§ WHAT YOU ARE ASKED TO DO: Give the lines from the one containing "124, row 129." up to and including the one containing "column 228, row 157" as a JSON list of strings, one string per line, with blank lines omitted.

#### MATERIAL FOR THIS EXERCISE ####

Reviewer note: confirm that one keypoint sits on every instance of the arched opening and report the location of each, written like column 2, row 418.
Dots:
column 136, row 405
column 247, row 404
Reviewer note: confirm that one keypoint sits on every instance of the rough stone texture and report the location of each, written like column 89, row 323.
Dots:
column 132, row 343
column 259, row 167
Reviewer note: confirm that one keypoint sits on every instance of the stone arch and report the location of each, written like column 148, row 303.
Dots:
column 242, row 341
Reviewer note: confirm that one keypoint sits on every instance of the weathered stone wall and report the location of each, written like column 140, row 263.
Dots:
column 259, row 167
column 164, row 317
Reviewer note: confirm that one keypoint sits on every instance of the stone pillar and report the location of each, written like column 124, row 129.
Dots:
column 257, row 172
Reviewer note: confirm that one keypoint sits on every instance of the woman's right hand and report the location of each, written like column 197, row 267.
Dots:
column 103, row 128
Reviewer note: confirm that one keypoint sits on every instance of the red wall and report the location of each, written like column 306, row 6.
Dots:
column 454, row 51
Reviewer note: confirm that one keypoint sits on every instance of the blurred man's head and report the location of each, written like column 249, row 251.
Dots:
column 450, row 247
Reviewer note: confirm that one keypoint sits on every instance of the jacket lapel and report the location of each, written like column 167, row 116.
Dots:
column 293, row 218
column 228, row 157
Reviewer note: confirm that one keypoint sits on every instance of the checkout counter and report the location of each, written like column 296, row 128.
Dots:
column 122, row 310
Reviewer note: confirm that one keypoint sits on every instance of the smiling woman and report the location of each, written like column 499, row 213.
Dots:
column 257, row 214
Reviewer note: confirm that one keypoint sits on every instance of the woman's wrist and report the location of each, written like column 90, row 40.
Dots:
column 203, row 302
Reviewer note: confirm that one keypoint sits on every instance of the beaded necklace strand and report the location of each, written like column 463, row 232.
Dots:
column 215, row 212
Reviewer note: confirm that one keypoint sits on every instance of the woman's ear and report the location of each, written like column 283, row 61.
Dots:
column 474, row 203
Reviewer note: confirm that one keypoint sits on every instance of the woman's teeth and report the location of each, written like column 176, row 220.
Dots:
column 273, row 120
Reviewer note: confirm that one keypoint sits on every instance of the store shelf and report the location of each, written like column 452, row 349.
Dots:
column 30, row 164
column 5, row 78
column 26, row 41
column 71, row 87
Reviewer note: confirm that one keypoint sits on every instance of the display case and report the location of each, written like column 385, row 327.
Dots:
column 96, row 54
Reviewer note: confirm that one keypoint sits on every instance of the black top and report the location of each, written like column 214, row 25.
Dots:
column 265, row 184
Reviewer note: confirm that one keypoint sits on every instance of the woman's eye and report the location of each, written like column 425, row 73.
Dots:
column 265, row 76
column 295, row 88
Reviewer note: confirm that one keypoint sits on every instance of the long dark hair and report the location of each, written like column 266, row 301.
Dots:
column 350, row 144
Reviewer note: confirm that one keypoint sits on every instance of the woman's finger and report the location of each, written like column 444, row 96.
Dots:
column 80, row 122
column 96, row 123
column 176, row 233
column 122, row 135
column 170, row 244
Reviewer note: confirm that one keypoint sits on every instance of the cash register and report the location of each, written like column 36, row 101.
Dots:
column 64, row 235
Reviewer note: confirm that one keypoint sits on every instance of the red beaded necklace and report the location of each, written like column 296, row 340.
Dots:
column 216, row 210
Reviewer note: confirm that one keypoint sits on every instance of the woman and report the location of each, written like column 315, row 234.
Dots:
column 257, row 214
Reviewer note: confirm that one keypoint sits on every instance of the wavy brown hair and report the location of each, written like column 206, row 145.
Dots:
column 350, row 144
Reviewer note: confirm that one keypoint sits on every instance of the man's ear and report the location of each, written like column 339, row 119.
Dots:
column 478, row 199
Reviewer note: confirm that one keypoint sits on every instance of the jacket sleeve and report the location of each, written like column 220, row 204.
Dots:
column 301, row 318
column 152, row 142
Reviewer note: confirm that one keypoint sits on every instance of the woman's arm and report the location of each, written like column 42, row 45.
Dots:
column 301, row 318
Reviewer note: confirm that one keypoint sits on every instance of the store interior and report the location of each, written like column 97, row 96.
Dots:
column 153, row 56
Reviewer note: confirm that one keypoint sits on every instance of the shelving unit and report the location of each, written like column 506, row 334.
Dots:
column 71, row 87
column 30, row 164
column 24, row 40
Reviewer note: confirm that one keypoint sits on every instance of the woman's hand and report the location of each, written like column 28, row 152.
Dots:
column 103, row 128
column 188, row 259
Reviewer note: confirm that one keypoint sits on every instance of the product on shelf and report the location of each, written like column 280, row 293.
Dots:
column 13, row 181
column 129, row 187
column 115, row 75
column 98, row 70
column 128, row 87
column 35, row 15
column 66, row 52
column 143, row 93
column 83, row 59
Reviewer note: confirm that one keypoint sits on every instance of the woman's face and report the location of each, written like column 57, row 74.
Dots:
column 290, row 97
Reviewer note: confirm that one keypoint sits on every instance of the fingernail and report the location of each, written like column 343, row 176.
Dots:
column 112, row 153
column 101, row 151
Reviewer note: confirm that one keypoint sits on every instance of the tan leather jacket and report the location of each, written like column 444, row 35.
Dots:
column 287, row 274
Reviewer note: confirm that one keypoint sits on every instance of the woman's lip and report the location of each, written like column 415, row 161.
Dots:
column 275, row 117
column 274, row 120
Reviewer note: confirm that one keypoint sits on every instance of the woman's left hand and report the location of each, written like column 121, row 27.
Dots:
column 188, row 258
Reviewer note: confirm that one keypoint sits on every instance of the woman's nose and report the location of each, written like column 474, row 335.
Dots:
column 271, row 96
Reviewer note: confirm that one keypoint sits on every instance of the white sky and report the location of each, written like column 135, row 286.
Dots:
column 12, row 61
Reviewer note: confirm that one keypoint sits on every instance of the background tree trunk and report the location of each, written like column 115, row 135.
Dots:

####

§ CORRECT OUTPUT:
[
  "Reviewer note: confirm that one keypoint sits on every instance of the stone pillar and report the location of each, written like column 124, row 129.",
  "Dots:",
  "column 257, row 172",
  "Reviewer note: confirm that one keypoint sits on every instance of the woman's right hand and report the location of each, written like column 197, row 267.",
  "Dots:",
  "column 103, row 128",
  "Reviewer note: confirm that one keypoint sits on every instance of the red wall and report the location of each, written like column 306, row 6.",
  "Dots:",
  "column 454, row 51",
  "Reviewer note: confirm that one keypoint sits on every instance of the blurred man's head and report the location of each, written like column 249, row 251.",
  "Dots:",
  "column 450, row 247",
  "Reviewer note: confirm that one keypoint sits on every instance of the jacket lapel and report the location of each, written like column 167, row 116.",
  "Dots:",
  "column 293, row 218",
  "column 228, row 157"
]